> Problem A:
According to the VA medical records article, when does the VA expect to turn on private hospital access nationwide?
> Problem B:
Please reproduce the VA medical records article word for word between "The Department of" and "of their records.", inclusive.
> Problem C:
Extend the VA medical records article onward from its final sentence.

> Text excerpt:
== Segment start ==

Private Hospitals To Gain Access to Vets’ Medical Records

By Judi Hasson | for Breakinggov.com

The Department of Veterans Affairs has reached the final stretch of what’s been a long effort to employ technology that allows private hospitals access to veterans’ medical records that can be used to evaluate health history and deliver better care.

The move is one of many within the VA as it strives to overhaul its image and provide the best care for America’s veterans and protect the security of their records.

“It is a huge step. We expect to turn that on nationwide in 2012,” VA CIO Roger Baker told Breaking Gov.

Baker said pilot projects for the Virtual Lifetime Electronic Record (VLER) have been ongoing for more than a year, opening the door for private hospitals in 11 cities to gather VA medical information. The hospitals are located in San Diego, Indianapolis, Richmond, Va., Hampton, Va., Spokane, Wash., Moab, Utah, Ashville, N.C., Buffalo, N.Y., Charleston, S.C., Minneapolis and Puget Sound, Wash.

== Segment end ==

(Spatial localization data)
== Segment start ==

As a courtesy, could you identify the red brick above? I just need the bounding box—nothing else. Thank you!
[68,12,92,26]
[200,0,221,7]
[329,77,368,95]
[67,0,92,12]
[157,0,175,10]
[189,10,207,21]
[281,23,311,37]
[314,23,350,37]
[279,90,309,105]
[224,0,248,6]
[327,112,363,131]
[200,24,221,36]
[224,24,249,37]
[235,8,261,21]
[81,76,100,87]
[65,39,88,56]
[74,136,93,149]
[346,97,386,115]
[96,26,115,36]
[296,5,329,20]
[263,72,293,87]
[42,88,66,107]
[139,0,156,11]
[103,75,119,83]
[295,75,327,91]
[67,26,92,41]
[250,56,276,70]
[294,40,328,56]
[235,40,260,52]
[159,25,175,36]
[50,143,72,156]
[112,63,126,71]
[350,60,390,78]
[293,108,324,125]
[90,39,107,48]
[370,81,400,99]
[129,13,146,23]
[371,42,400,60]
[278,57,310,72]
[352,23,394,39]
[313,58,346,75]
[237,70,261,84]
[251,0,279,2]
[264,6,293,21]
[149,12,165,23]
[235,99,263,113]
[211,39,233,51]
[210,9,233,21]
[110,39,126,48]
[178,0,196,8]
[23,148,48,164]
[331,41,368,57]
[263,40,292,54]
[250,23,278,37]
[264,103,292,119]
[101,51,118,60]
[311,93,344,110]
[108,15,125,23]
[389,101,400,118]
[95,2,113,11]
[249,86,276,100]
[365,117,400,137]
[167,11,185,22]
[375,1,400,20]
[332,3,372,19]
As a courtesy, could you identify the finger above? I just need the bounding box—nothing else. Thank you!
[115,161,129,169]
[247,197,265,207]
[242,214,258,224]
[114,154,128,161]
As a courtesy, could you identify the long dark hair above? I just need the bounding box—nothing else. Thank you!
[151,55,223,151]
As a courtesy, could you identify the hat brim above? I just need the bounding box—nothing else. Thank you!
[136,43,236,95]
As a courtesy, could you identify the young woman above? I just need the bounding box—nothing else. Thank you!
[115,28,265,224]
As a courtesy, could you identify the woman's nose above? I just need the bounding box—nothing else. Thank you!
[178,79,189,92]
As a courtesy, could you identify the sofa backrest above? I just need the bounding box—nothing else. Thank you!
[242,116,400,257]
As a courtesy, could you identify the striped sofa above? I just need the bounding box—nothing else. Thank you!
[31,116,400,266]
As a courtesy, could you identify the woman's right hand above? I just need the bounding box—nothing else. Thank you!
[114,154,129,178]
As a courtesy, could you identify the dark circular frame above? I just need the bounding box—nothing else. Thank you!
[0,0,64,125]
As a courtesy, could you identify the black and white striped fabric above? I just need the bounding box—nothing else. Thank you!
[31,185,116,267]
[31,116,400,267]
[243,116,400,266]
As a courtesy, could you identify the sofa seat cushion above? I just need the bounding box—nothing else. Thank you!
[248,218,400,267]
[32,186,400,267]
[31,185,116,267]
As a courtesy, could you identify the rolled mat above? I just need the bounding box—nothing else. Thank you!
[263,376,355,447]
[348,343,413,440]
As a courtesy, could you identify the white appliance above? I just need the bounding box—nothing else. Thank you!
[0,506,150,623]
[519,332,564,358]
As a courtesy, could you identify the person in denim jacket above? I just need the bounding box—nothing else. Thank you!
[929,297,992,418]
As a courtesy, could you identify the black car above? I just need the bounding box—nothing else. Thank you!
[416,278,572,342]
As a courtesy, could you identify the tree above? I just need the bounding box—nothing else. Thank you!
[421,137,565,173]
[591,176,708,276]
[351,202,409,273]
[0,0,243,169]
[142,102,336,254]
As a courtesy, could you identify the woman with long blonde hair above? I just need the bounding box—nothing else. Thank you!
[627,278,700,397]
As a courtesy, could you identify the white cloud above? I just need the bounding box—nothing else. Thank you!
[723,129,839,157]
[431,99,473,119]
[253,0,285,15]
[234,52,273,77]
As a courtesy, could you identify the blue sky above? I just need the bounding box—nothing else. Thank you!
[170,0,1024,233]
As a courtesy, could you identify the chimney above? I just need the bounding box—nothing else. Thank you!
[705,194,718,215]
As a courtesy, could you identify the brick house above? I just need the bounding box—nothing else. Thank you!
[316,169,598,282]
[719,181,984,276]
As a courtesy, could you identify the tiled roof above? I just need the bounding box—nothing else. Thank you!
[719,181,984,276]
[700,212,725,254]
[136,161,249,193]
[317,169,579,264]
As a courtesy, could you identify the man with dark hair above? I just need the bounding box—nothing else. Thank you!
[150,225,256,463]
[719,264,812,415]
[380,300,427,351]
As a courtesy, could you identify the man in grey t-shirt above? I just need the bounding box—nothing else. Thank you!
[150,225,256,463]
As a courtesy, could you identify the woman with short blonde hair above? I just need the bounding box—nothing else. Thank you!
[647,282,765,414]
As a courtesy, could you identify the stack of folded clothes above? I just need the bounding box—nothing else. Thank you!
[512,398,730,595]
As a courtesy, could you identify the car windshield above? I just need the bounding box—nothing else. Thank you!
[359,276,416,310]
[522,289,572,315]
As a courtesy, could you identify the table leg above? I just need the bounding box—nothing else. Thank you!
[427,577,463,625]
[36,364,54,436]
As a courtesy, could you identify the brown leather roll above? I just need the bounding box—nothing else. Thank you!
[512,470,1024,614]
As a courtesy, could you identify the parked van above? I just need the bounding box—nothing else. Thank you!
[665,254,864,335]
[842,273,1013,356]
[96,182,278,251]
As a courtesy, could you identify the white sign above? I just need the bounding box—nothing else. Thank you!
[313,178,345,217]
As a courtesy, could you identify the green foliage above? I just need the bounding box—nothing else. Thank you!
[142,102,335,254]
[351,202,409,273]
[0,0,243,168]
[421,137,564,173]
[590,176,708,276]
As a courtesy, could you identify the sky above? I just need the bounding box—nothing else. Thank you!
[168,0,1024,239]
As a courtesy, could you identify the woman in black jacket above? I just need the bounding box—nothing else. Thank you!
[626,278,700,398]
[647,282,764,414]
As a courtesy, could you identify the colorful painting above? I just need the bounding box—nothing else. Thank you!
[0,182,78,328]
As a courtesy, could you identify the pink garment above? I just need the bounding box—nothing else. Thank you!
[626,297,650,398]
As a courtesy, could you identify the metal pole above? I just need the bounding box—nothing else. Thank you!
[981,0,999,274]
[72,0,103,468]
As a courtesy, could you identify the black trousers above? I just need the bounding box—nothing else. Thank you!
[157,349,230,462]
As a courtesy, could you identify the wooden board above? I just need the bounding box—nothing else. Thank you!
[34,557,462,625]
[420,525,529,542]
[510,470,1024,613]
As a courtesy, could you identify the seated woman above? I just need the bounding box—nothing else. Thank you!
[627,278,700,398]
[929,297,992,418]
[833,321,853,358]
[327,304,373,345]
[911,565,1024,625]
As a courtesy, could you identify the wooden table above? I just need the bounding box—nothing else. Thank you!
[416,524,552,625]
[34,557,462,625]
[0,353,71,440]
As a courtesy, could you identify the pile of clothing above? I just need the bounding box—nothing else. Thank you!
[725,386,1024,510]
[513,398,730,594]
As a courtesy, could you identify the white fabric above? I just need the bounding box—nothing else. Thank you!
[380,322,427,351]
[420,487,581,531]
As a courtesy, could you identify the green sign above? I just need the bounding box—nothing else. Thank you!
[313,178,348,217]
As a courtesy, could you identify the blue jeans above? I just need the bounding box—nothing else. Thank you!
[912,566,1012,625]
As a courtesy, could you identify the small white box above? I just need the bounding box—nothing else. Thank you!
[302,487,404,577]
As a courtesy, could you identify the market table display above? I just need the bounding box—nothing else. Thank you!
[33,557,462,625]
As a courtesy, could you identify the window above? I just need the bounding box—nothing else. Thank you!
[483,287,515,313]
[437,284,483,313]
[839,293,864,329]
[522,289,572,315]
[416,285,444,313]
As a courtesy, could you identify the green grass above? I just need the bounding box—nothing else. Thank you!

== Segment end ==

> Your response A:
In 2012.

> Your response B:
The Department of Veterans Affairs has reached the final stretch of what’s been a long effort to employ technology that allows private hospitals access to veterans’ medical records that can be used to evaluate health history and deliver better care.

The move is one of many within the VA as it strives to overhaul its image and provide the best care for America’s veterans and protect the security of their records.

> Your response C:
The things we do here today will affect veterans for the rest of their lives.” – Roger Baker

Next year, doctors at hospitals in those test cities and many others throughout the U.S. will be able to have the complete medical record of an admitted veteran through VistA, the VA’s electronic database of veteran records. The information will be available through the nationwide Health Information Network, a national network that is part of VLER. The hospital must have the veteran’s approval before accessing the records.

“This new technology will enhance our ability to continue providing veterans with high quality health care,” said VA Secretary Eric K. Shinseki.

Art Wu, a champion of veterans’ issues who worked for the House Veterans Affairs Committee for 16 years, most recently as the deputy staff director, said the VA is taking the right steps in helping veterans.

“They certainly got the VA out of the inertia of the status quo. And they forced the DoD to be at the table,” Wu said.

The VA and the Defense Department, which operate the two largest healthcare systems in the country, are building a single, seamless electronic record arsenal. When veterans retire from the military, DoD will send their medical records to VistA.

The VA is the nation’s largest single payer system with 152 hospitals that see over 6 million patients a year. Combined with the DoD’s medical records, the two agencies are the custodians of between 15 and 20 million electronic patient records that can be used to evaluate the history of a veteran’s health problems and deliver better care.

Baker said the complete project will be operational and both agencies will be running “common software across the board” in the next few years.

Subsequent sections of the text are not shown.